◆ **Given records**:

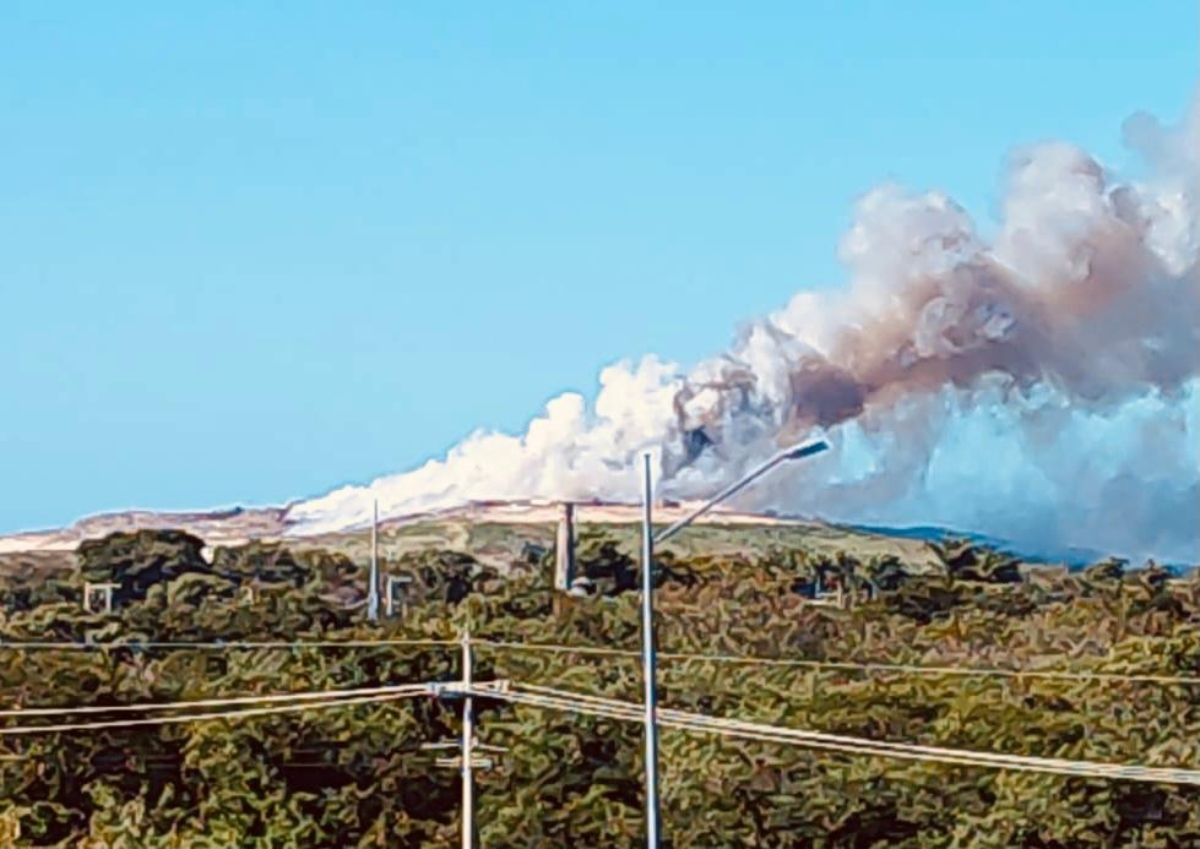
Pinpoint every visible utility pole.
[421,625,509,849]
[462,625,475,849]
[642,452,659,849]
[367,499,379,622]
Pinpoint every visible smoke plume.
[285,102,1200,561]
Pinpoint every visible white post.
[642,452,659,849]
[367,499,379,622]
[462,626,475,849]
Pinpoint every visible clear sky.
[0,0,1200,531]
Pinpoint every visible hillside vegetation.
[0,530,1200,849]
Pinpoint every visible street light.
[642,439,829,849]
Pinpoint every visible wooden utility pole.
[461,626,475,849]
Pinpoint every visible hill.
[0,501,955,572]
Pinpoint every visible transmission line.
[463,640,1200,686]
[478,684,1200,785]
[0,684,431,736]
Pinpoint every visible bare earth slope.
[0,502,936,571]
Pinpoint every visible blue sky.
[0,0,1200,531]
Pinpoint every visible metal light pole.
[642,439,829,849]
[367,499,379,622]
[642,452,659,849]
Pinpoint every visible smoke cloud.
[290,101,1200,562]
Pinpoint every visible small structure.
[83,582,120,614]
[384,574,413,616]
[554,501,575,591]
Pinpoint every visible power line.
[478,685,1200,785]
[0,684,441,717]
[463,640,1200,686]
[0,685,430,736]
[0,639,458,651]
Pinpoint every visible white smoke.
[290,97,1200,561]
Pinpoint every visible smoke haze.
[290,102,1200,562]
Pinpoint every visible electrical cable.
[478,685,1200,785]
[0,684,439,717]
[472,640,1200,686]
[0,685,428,736]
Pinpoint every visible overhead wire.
[472,639,1200,686]
[0,685,430,736]
[0,684,441,717]
[473,685,1200,785]
[0,638,461,651]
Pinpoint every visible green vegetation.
[0,529,1200,849]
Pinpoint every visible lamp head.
[784,439,829,460]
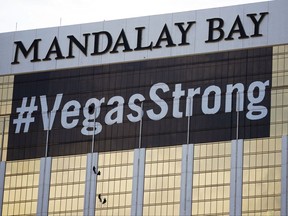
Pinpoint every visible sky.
[0,0,265,33]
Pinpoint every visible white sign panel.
[0,0,288,75]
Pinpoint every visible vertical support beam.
[131,148,146,216]
[83,152,98,216]
[180,144,194,216]
[37,157,52,216]
[0,161,6,215]
[281,136,288,215]
[230,139,244,216]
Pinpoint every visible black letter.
[205,18,224,43]
[225,15,249,40]
[110,29,133,53]
[247,12,269,37]
[153,24,176,48]
[134,27,153,50]
[66,33,90,58]
[43,37,65,61]
[91,31,112,56]
[175,21,196,46]
[11,39,41,64]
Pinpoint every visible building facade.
[0,0,288,216]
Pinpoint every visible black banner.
[7,48,272,160]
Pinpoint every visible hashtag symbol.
[13,96,38,133]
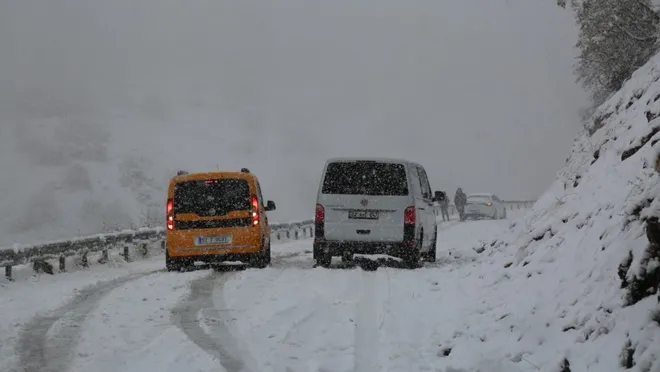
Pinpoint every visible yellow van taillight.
[252,195,259,226]
[167,199,174,230]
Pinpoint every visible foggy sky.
[0,0,586,240]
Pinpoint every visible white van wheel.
[403,230,424,269]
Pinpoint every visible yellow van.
[165,168,275,271]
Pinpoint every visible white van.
[313,158,438,267]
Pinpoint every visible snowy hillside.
[474,52,660,372]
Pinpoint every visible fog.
[0,0,586,245]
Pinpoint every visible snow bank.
[487,50,660,372]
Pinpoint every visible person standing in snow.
[438,191,449,221]
[454,187,467,221]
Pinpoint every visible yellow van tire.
[165,248,183,271]
[250,242,270,269]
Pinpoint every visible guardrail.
[435,200,536,216]
[0,220,314,280]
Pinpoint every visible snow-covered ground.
[0,189,660,372]
[0,215,532,372]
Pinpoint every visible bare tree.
[557,0,660,104]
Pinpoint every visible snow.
[6,47,660,372]
[0,256,163,371]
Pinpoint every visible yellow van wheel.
[165,248,183,271]
[250,243,270,269]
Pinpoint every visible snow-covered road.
[0,215,525,372]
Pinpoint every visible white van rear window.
[321,161,408,196]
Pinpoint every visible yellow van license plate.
[195,234,231,245]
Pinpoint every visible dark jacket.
[454,188,467,207]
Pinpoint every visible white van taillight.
[403,206,417,244]
[314,204,325,240]
[399,207,416,225]
[314,204,325,223]
[252,195,259,226]
[167,199,174,230]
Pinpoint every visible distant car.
[465,193,506,220]
[165,168,275,271]
[313,158,437,267]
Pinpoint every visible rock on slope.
[485,55,660,372]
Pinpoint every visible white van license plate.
[195,234,231,245]
[348,210,378,220]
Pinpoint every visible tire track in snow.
[354,271,380,372]
[17,270,164,372]
[172,252,312,372]
[172,273,251,372]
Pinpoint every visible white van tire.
[426,228,438,262]
[403,231,424,269]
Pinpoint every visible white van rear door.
[319,161,411,242]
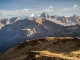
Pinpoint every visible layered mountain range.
[0,12,80,53]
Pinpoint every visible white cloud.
[73,4,78,8]
[49,6,53,9]
[43,9,53,12]
[0,9,30,18]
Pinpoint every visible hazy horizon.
[0,0,80,18]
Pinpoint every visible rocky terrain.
[0,37,80,60]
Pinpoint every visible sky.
[0,0,80,18]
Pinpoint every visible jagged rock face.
[0,37,80,60]
[0,19,62,52]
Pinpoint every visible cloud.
[0,8,53,18]
[0,9,30,18]
[73,4,78,8]
[49,6,53,9]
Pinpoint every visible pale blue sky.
[0,0,80,18]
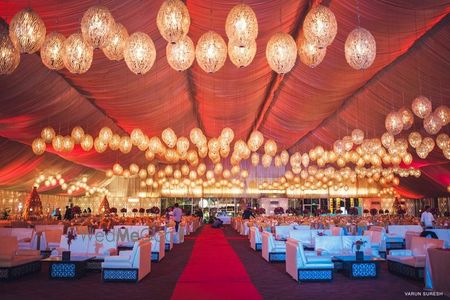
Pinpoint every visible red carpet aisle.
[172,226,261,300]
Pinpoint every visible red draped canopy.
[0,0,450,197]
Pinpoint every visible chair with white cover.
[261,232,286,262]
[102,238,152,282]
[286,238,334,282]
[250,226,262,251]
[150,230,166,262]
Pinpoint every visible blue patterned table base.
[50,262,77,278]
[351,263,377,278]
[297,269,333,282]
[102,269,139,282]
[269,252,286,262]
[255,243,262,251]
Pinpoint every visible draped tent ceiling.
[0,0,450,197]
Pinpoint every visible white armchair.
[250,226,262,251]
[286,238,334,282]
[150,230,166,262]
[261,232,286,262]
[102,239,152,282]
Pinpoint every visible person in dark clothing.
[242,207,255,220]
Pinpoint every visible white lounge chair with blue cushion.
[286,238,334,282]
[102,239,152,282]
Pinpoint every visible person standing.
[420,205,434,229]
[173,203,183,232]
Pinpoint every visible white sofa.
[150,230,166,262]
[315,236,379,257]
[250,226,262,251]
[102,239,152,282]
[286,238,334,282]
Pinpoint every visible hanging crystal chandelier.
[384,112,403,135]
[9,8,46,54]
[195,31,227,73]
[225,4,258,47]
[63,33,94,74]
[411,96,432,119]
[156,0,191,43]
[166,36,195,71]
[81,5,115,48]
[345,27,377,70]
[303,5,337,48]
[124,32,156,74]
[228,40,256,68]
[0,28,20,75]
[102,23,128,60]
[298,33,327,68]
[41,32,66,70]
[266,32,297,74]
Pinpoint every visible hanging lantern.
[9,8,46,54]
[381,132,395,149]
[297,33,327,68]
[109,134,120,151]
[94,137,108,153]
[303,5,337,48]
[102,23,129,60]
[41,127,55,143]
[434,105,450,126]
[247,130,264,152]
[98,126,113,144]
[81,5,115,48]
[119,135,133,154]
[113,163,123,175]
[161,128,177,148]
[345,27,377,70]
[261,154,272,168]
[398,107,414,130]
[80,134,94,151]
[264,140,277,157]
[31,138,47,155]
[411,96,432,119]
[352,129,364,145]
[52,134,64,152]
[422,137,435,152]
[156,0,191,43]
[0,24,20,75]
[266,32,297,74]
[384,112,403,135]
[408,131,422,148]
[195,31,227,73]
[166,36,195,71]
[41,32,66,70]
[124,32,156,74]
[63,33,94,74]
[225,4,258,47]
[423,113,442,135]
[228,40,256,68]
[436,133,450,149]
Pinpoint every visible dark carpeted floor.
[0,228,202,300]
[224,227,442,300]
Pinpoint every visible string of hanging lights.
[0,0,378,75]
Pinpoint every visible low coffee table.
[42,256,95,279]
[334,256,385,279]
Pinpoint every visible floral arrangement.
[352,240,367,251]
[255,207,266,215]
[273,206,284,215]
[67,227,77,250]
[72,205,81,215]
[150,206,161,215]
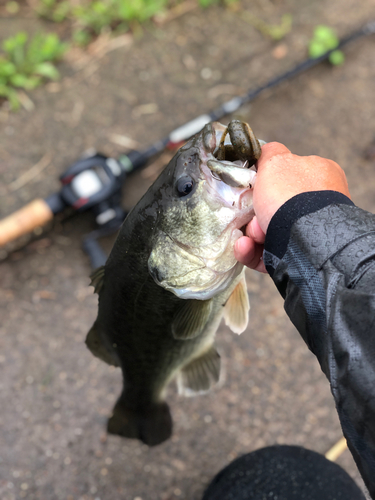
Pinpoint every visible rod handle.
[0,199,54,246]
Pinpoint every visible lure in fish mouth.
[86,120,266,446]
[148,120,263,300]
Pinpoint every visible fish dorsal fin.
[86,322,120,366]
[90,266,105,293]
[224,274,250,334]
[177,345,220,396]
[172,299,212,340]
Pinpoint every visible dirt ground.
[0,0,375,500]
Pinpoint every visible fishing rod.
[0,21,375,269]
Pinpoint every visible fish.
[86,120,263,446]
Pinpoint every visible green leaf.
[0,59,17,76]
[9,73,41,90]
[328,50,345,66]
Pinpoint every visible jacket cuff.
[264,191,354,259]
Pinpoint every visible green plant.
[309,25,345,66]
[35,0,237,45]
[0,31,67,109]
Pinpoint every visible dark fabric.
[264,193,375,499]
[266,191,353,275]
[202,446,365,500]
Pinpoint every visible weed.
[0,31,67,109]
[36,0,237,45]
[309,25,345,66]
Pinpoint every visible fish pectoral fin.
[172,299,212,340]
[224,274,250,334]
[177,346,220,396]
[86,322,120,366]
[90,266,105,293]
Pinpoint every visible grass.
[0,31,68,110]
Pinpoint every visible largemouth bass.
[86,120,261,446]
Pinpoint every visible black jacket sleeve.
[264,191,375,499]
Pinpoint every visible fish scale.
[86,120,260,446]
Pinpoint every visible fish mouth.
[200,122,265,224]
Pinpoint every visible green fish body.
[86,122,260,446]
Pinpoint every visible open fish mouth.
[148,122,263,300]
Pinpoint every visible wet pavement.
[0,0,375,500]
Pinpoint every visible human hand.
[234,142,350,273]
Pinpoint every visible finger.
[234,236,263,269]
[257,142,290,169]
[255,259,268,274]
[246,216,266,245]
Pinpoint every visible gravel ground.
[0,0,375,500]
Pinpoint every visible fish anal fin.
[90,266,105,293]
[177,346,220,396]
[224,274,250,334]
[86,322,120,366]
[172,299,212,340]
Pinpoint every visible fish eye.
[176,176,194,198]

◆ **What is expected**: Copy the lines of the records above word for word, from the line with "Pinpoint every visible green leaf." up to and including the line with "[202,446,365,500]".

◆ **Expected answer**:
Pinpoint every visible green leaf.
[0,59,17,76]
[9,73,41,90]
[328,50,345,66]
Pinpoint every visible jacket cuff.
[264,191,354,259]
Pinpoint every visible green plant.
[309,25,345,66]
[35,0,237,45]
[0,31,67,109]
Pinpoint every visible dark fabric.
[264,193,375,499]
[266,191,353,275]
[202,446,365,500]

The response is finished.